=== DOCUMENT SEGMENT ===
□ □ □ □

Morison's 'Historiae': Volume 3

Commentary
Morison's 'Historiae': Volume 3

Morison left behind a manuscript for four of the remaining sections of the Herbae, together with notes for the remaining six sections. However, Bobart’s task was laborious. Much new material needed to be incorporated as frenetic exploration of the globe revealed vast amounts of plant diversity in the late seventeenth century. Moreover, Bobart’s completion of Part 3 of the Historia meant the whole of Morison’s scheme for the treatment of the herbs was revealed.

The title page to Part 3 includes Bobart the Younger’s name, together with Michael Burghers (c.1647-1727) re-engraving of the 1680 Athena-Sheldonian vignette – in the intervening years Athena matured, gaining a few pounds. There are 657 pages of main text and 166 pages of plates in Part 3. These are accompanied by a dedication to the Republic of Letters, Christian faith, the common good and the prosperity of the country, a ten-page index and two pages of errata. In addition, there is frontispiece of Robert White’s (1645-1703) copper-plate engraving of William Sonmans’ (d.1708) portrait of Robert Morison, which is surrounded by a wreath of flowers including a Scottish Thistle which, like the Tudor rose, is a botanical chimaera. Whilst the six-page ‘Vitae Roberti Morisoni M.D.’, by Scottish physician Archibald Pitcairne (1652-1713), is the primary source of biographical information about Morison. As with Part 2, these elements can be arranged in different manners in different copies of book.

□ □ □ □

=== PROBLEM A ===
Can you reproduce the commentary on Morison's 'Historiae' starting at "Morison left behind" and ending at "herbs was revealed."?
=== PROBLEM B ===
Could you resume the commentary on Morison's 'Historiae' from the point where it stops?

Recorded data

□ □ □ □

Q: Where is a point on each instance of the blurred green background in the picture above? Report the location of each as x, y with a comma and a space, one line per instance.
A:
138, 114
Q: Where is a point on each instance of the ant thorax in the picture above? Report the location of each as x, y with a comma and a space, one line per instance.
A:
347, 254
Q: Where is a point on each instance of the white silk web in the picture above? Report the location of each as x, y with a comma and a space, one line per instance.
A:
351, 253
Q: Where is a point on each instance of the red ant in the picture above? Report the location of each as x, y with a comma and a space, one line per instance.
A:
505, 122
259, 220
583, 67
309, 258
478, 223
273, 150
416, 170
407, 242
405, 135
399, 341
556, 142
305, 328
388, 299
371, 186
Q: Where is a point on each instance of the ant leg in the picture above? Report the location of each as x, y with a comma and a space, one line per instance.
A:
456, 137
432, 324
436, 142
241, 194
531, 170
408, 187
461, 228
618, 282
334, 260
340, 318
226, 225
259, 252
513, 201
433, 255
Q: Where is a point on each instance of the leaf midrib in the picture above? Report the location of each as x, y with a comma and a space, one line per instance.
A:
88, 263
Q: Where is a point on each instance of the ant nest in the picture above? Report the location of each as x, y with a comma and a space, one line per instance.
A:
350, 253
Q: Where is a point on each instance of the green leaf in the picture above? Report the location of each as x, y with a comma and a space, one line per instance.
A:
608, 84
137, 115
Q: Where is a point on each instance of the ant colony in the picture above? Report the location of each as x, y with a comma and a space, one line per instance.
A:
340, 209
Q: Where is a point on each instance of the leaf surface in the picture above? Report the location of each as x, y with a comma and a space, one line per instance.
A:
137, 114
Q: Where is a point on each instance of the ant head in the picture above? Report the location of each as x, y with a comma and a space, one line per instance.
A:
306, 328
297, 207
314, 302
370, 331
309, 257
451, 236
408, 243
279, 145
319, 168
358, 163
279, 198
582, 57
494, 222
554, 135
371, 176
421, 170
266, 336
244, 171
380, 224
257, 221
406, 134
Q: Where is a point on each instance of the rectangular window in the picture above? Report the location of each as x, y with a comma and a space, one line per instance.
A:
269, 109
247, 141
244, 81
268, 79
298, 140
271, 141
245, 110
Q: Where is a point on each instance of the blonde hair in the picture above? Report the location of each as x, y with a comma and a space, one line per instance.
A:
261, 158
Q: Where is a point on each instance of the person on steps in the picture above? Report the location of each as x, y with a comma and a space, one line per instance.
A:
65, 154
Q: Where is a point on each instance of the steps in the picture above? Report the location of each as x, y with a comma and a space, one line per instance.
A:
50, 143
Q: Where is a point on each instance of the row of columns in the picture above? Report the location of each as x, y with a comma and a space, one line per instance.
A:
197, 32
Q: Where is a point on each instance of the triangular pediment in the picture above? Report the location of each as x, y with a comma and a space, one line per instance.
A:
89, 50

□ □ □ □

=== TASK ANSWER A ===
Morison left behind a manuscript for four of the remaining sections of the Herbae, together with notes for the remaining six sections. However, Bobart’s task was laborious. Much new material needed to be incorporated as frenetic exploration of the globe revealed vast amounts of plant diversity in the late seventeenth century. Moreover, Bobart’s completion of Part 3 of the Historia meant the whole of Morison’s scheme for the treatment of the herbs was revealed.

=== TASK ANSWER B ===
The letterpress and plates are concerned with plants in Section 6 to Section 15 of Morison’s Group IV, the Herbae:

Sectio 6. Corymbiferae [herbaceous plants with flat-topped arrangements of flowers]: e.g., common daisy, yarrow and feverfew (15 plates);
Sectio 7. Flosculis Stellatis [herbaceous plants with star-like flowers]: e.g., chicory, lettuce and knapweed (37 plates);
Sectio 8. Culmiferae seu Calamiferae [grass- or reed-like herbaceous plants]: e.g., cocksfoot, reedmace and sand sedge (18 plates);
Sectio 9. Umbelliferae [herbaceous plants with umbellifer-like flowers]: e.g., carrot, parsley and hemlock (22 plates);
Sectio 10. Tricoccae Purgatrices [herbaceous plants with three-lobed, purgative fruits]: e.g., spurge (3 plates);
Sectio 11. Monopetalae Tetracarpae Galeatae et Verticillatae [herbaceous plants with lipped, one-petalled, whorled flowers and four fruits]: e.g., sage, eyebright and nettle (31 plates);
Sectio 12. Multisiliquae Polyspermae et Multicapsulares [herbaceous plants with long, thin, multi-seeded fruits and many capsular fruits]: e.g., monkshood, poppy and birthworth (18 plates);
Sectio 13. Bacciferae [herbaceous plants with fleshy fruits]: e.g., mandrake, cuckoopint and herb paris (7 plates);
Sectio 14. Capillares Epiphyllospermae [hair-like herbs with seeds on the leaf surface]: e.g, bracken, adder’s-tongue fern and maidenhair fern (5 plates);
Sectio 15. Heteroclitae seu Anomalae [herbs that are anomalous in form or anomalous]: e.g., black pepper, sundew, clubmoss, mosses, algae and fungi (10 plates).

Within each Section, Bobart maintained the same general structure as adopted by Morison in Part 2 of the Historia. This image and the subsequent page illustrates this arrangement:

Section number and name: ‘Sectio VI. De plantis corymbiferes seu corymbosis’;
Description of characteristics of the Section;
Chapter titles within Section, e.g., ‘Tanacetum’ and ‘Balsamita’;
Subdivision, if necessary, within Section;
Chapter number and name: ‘Caput 1. Tanacetum’;
Description of characteristics of the plants in the Chapter;
Table of species names arranged to aid identification;
Description of each species in Chapter, which includes names used by previous authors, morphological features, reference to illustration (if appropriate), habitat, flowering and fruiting months and, if appropriate, species-specific notes;
Discussion of how previous authors have treated the species in the Chapter;
Properties and uses of the species in the Chapter.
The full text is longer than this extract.